= Exercise directions =
Transcribe the listing below only from the line with "Exercise. Locate the silver fork" up to and including the line with "Exercise. Locate the weathered".

:::::

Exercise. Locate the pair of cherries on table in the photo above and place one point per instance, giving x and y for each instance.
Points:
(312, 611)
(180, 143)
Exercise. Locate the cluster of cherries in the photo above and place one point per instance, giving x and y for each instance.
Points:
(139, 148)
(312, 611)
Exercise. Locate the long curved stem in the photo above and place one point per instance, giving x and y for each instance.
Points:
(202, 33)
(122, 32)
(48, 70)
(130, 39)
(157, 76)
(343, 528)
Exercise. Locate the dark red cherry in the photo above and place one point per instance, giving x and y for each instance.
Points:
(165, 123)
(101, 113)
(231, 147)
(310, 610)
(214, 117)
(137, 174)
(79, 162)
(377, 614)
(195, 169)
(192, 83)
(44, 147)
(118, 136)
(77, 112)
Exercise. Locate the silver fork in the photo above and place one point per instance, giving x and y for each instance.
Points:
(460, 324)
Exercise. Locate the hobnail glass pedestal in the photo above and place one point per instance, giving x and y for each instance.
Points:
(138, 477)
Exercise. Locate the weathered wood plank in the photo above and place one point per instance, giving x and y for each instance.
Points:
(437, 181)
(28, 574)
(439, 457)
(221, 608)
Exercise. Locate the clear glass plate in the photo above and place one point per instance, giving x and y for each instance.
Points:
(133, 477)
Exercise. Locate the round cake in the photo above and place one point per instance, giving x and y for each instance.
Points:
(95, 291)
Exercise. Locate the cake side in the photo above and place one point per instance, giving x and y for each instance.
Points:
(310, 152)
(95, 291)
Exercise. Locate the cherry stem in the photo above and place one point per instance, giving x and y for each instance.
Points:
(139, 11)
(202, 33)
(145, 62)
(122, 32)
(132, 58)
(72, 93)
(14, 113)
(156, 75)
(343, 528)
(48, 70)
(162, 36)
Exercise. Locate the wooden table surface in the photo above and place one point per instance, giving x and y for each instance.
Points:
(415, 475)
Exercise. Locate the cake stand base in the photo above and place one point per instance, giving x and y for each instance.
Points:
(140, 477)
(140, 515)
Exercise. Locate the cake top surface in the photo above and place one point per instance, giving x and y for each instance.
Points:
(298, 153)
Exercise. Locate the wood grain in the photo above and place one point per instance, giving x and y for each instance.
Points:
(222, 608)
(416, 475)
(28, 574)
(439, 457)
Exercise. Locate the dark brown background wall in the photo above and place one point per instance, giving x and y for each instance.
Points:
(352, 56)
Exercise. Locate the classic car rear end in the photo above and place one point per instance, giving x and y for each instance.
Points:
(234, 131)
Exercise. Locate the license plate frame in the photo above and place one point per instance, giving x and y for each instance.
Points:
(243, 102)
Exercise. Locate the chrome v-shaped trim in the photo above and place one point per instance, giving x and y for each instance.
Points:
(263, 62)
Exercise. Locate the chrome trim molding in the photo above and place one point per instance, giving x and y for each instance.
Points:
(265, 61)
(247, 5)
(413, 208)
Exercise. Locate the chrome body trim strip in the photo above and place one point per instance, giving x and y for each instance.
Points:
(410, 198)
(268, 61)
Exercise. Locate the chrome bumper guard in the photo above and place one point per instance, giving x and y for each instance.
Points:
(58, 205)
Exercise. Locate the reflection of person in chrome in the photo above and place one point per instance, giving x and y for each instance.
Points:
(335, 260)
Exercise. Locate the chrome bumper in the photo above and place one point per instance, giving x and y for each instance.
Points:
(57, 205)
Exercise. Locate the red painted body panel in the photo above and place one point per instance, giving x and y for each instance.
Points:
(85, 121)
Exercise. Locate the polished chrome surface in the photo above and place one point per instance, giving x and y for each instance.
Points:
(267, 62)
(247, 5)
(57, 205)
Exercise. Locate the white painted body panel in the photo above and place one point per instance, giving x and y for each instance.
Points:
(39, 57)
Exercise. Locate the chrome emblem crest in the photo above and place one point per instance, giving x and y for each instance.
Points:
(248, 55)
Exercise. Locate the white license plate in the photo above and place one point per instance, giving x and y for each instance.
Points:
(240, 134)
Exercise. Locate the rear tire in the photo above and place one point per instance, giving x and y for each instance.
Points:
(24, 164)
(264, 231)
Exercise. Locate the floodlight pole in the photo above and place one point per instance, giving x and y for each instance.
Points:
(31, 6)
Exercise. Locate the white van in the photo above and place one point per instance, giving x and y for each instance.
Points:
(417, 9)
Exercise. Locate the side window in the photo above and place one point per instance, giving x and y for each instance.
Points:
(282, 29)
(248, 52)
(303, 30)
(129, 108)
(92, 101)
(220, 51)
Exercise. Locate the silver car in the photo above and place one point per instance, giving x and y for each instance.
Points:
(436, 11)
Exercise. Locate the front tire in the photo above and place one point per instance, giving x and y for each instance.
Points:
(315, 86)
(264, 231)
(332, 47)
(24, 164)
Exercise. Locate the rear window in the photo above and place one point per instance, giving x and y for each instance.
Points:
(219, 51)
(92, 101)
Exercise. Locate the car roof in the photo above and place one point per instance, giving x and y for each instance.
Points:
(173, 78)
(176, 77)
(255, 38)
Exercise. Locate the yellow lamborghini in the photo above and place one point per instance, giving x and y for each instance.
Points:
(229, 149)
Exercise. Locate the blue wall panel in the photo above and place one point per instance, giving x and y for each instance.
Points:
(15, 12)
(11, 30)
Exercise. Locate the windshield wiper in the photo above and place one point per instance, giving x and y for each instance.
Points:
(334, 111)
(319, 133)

:::::

= Answer box =
Exercise. Locate the silver fork in the photo above and place one point per instance, giving x and y for each instance.
Points:
(460, 324)
Exercise. Locate the hobnail glass pedestal in the photo above and place one point per instance, giving x and y for each instance.
Points:
(138, 477)
Exercise. Locate the weathered wood plank in the photo above and place one point per instance, giving x and y for each instance.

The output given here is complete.